→ **THE TASK**
Rewrite the rows below with "Marked at" switched to "Located at" and everything else unchanged, leaving out the pictures.

[Pointing and labeling entries]

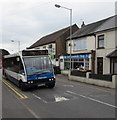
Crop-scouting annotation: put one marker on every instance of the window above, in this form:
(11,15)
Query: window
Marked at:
(50,46)
(101,41)
(80,44)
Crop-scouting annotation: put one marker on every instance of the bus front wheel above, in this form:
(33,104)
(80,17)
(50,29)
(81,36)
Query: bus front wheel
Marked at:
(22,86)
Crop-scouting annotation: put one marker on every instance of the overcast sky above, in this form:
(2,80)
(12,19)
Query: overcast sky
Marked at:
(29,20)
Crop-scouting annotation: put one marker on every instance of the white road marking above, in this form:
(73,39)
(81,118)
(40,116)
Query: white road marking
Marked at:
(68,85)
(98,101)
(40,98)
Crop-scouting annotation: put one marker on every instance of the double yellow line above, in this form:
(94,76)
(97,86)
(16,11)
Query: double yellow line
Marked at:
(16,91)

→ **EXERCISE ANSWER**
Crop-scouting annotation: put one marker on every instance of the window above, in this form:
(11,15)
Query: window
Located at:
(50,46)
(101,41)
(80,44)
Crop-scouting annotation: put one marker on every instance of the bus front wheel above, in this form:
(33,104)
(80,17)
(50,29)
(81,36)
Query: bus front wheel
Located at:
(22,86)
Crop-scouting annotation: put one marker on every instance of the overcast sky above, in this form:
(2,80)
(12,19)
Query: overcast sky
Located at:
(29,20)
Crop-scouting annotation: put one marker on every instance of the white road marking above, in this form:
(73,39)
(81,118)
(40,116)
Query: white road marking
Located at:
(68,85)
(98,101)
(40,98)
Crop-scouting annotation: put one marker on every instance of the double yellow line above, in this form:
(94,76)
(97,86)
(16,11)
Query: double yellow line
Located at:
(16,91)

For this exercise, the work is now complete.